* Begin PROVIDED DATA *

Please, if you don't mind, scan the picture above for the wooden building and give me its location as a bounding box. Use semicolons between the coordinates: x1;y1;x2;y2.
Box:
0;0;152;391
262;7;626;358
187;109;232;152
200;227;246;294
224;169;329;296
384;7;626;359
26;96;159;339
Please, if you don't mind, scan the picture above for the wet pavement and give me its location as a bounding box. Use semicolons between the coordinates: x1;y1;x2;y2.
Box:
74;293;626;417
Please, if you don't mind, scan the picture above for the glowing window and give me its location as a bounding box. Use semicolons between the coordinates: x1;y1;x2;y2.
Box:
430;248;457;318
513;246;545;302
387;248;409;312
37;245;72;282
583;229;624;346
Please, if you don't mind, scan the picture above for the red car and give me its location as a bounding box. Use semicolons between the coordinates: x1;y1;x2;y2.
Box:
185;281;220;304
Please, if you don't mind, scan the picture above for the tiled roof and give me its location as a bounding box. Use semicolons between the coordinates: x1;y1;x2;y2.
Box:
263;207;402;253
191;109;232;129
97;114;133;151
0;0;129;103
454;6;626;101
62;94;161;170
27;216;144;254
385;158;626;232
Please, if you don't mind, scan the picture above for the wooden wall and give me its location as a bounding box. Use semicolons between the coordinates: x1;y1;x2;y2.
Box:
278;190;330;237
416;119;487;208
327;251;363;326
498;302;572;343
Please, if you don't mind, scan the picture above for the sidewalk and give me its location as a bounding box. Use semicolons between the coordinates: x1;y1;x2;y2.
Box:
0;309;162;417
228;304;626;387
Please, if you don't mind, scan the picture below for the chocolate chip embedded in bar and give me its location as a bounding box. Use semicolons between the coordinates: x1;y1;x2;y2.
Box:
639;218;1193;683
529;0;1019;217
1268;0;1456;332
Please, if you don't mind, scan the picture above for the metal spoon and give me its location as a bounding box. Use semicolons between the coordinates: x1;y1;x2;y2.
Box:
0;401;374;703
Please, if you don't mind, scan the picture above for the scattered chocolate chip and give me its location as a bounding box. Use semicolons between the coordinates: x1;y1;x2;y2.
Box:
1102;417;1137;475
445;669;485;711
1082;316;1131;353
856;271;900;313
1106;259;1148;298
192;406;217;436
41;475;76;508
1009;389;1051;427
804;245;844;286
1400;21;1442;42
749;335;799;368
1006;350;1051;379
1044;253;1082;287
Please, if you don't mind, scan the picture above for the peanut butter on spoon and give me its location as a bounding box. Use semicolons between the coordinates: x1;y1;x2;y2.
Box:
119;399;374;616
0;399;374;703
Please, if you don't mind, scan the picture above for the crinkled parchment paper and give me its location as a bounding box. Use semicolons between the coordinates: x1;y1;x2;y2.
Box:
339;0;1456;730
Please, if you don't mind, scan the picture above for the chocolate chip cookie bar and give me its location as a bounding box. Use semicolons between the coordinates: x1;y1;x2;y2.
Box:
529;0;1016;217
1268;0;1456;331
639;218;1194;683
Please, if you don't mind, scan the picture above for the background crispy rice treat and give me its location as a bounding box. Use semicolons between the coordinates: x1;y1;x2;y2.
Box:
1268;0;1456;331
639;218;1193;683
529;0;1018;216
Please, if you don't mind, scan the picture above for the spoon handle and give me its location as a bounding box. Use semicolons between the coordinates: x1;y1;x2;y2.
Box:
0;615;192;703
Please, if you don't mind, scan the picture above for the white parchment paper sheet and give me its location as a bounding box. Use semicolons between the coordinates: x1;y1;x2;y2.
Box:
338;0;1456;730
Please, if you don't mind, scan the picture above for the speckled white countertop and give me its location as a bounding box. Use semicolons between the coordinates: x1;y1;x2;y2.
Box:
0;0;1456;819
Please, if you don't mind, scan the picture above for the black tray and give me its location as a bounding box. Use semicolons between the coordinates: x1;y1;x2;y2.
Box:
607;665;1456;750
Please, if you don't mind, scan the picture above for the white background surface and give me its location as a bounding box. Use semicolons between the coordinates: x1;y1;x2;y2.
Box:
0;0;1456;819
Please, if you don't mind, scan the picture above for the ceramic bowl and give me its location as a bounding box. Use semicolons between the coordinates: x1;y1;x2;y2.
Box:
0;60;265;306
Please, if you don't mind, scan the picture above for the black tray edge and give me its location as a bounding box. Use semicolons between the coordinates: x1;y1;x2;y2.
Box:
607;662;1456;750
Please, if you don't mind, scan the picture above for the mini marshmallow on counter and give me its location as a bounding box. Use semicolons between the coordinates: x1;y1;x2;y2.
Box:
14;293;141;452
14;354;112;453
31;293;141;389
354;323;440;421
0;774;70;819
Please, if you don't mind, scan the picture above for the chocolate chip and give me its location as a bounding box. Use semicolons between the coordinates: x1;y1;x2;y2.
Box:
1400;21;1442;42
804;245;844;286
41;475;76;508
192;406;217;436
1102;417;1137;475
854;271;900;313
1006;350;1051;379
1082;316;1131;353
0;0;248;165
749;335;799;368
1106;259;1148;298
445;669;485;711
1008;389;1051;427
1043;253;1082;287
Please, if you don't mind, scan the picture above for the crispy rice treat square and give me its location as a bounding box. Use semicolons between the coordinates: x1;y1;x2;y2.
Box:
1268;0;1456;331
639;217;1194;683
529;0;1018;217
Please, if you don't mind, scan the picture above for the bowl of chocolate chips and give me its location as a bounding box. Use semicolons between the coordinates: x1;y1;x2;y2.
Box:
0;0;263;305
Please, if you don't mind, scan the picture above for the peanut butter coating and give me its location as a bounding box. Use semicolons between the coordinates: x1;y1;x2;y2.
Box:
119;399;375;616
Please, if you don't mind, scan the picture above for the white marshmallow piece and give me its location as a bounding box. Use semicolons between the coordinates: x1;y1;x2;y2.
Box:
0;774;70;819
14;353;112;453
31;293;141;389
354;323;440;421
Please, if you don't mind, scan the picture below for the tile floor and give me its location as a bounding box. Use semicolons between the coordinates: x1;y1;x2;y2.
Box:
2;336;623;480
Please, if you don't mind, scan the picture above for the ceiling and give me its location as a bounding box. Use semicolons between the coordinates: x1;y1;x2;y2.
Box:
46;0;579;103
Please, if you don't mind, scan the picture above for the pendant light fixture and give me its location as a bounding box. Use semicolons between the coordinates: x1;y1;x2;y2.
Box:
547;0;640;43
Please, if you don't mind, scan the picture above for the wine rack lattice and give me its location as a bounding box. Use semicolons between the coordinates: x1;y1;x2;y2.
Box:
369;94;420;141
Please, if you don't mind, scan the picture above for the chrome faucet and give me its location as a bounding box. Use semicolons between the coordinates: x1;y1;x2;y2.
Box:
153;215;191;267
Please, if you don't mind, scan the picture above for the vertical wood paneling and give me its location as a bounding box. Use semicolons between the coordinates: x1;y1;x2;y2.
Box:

* End PROVIDED DATA *

#### [THE EXERCISE]
Count the lines in the material above that contain the string "treat", with case counting. Reply with the number alone.

#### [EXPECTED ANSWER]
2